**What you need to do**
Copy the records below without altering a single word.

**Input data**

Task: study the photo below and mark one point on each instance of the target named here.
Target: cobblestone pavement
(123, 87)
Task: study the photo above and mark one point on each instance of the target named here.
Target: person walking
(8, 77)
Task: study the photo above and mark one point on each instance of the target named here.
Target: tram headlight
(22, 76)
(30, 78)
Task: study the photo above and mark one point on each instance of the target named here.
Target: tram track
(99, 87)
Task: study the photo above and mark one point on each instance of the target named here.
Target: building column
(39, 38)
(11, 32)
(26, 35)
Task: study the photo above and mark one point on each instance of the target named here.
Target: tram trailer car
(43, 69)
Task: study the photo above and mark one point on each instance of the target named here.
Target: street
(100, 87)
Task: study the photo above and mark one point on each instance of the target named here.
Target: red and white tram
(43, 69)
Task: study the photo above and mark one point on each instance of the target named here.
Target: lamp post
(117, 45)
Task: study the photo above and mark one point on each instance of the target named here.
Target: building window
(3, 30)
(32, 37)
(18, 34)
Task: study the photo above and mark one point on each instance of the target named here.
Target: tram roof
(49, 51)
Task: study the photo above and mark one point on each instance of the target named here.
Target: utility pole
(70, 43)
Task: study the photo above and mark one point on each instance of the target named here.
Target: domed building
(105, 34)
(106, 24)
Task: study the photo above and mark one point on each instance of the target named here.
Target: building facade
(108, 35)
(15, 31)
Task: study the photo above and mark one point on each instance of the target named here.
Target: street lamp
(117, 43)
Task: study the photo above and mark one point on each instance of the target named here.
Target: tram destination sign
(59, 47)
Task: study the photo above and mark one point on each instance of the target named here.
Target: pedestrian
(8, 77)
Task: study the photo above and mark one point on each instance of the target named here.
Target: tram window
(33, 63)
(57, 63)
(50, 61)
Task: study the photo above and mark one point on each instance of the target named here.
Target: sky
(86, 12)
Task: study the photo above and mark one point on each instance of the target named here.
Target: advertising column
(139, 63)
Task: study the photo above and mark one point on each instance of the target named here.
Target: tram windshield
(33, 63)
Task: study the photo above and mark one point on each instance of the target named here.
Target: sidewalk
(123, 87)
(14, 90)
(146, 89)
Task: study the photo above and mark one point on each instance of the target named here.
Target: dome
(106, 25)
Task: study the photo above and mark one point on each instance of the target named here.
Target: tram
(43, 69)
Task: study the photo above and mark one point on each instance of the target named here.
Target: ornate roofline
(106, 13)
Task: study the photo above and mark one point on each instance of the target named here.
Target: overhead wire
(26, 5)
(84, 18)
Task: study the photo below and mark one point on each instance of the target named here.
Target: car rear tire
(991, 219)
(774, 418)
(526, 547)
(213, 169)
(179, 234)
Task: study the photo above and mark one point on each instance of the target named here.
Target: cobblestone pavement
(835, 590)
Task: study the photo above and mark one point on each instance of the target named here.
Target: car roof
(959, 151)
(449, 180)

**Exercise response**
Task: study the photo below and mark one point on each instance of the target named here.
Target: cobblestone pavement
(123, 87)
Task: study the photo above and mark one point on each instance of the target named here.
Target: person walking
(8, 77)
Task: study the photo above and mark one point on each instance of the target named here.
Target: tram headlight
(22, 76)
(30, 78)
Task: study the photo above and mark one point on each instance of the target named here.
Target: tram track
(99, 87)
Task: study the photo above and mark one point on each instance of the target named here.
Target: building column
(39, 38)
(11, 32)
(26, 35)
Task: study the photo above and mark one point on each instance of the target named here.
Target: tram trailer car
(43, 69)
Task: study the photo above and mark one point on each instance of the target named here.
Target: street
(100, 87)
Task: study the photo above and mark one point on each instance of the target named here.
Target: red and white tram
(43, 69)
Task: study the photo above and mark one point on each instance of the target named here.
Target: lamp post
(117, 45)
Task: study the photo above and mark one point on each instance of the target named here.
Target: building window
(3, 30)
(32, 37)
(18, 34)
Task: study the photo above and mark one point on each instance of the target named here.
Target: tram roof
(49, 51)
Task: study the photo above and mark one point on each instance of the target named here.
Target: utility pole
(70, 43)
Task: study the photo above and mark one point on each instance of the target named here.
Target: domed building
(105, 34)
(106, 24)
Task: study the photo above and mark one point on each instance of the target named here.
Target: building facade
(108, 35)
(15, 31)
Task: study the photo above and mark one point on each instance of the target named here.
Target: street lamp
(117, 43)
Task: study the photo above and mark one point on each instance of the target named here.
Target: tram destination sign
(59, 47)
Task: study the photo above and mark one point on each instance of the target named here.
Target: pedestrian
(8, 77)
Task: study the photo above and mark one point on each instance of the target named here.
Target: tram window
(33, 63)
(57, 63)
(50, 61)
Task: study the photo above and mark one point on each instance of the target named here.
Target: sky
(86, 12)
Task: study the photo above and mark one point on each instance of the target named here.
Target: advertising column
(139, 63)
Task: study the photo above and mark one point on each instance of the target named here.
Target: tram windshield
(33, 63)
Task: study the photo above and mark one point on each instance of the target named here.
Target: sidewalk
(123, 87)
(14, 90)
(146, 89)
Task: study the photo above and mark one point on each instance of the target named here.
Target: dome
(106, 25)
Task: study the photo above and mark one point on each instance of the target named here.
Target: tram
(43, 69)
Task: study the photo above and mark one point on each instance of the target named here.
Target: ornate roofline
(106, 13)
Task: study the photo above and mark one point on each instance of the target named here.
Target: overhead wire
(26, 5)
(84, 18)
Task: study the photo below and mark one point on each instance of the target named here.
Target: car rear tire
(991, 219)
(774, 418)
(526, 547)
(213, 169)
(179, 234)
Task: study the photo above and mark one point on each instance of the target named here.
Target: cobblestone pavement
(835, 590)
Task: study the photo above and mark one point on each instance of the target named here.
Target: car roof
(959, 151)
(449, 180)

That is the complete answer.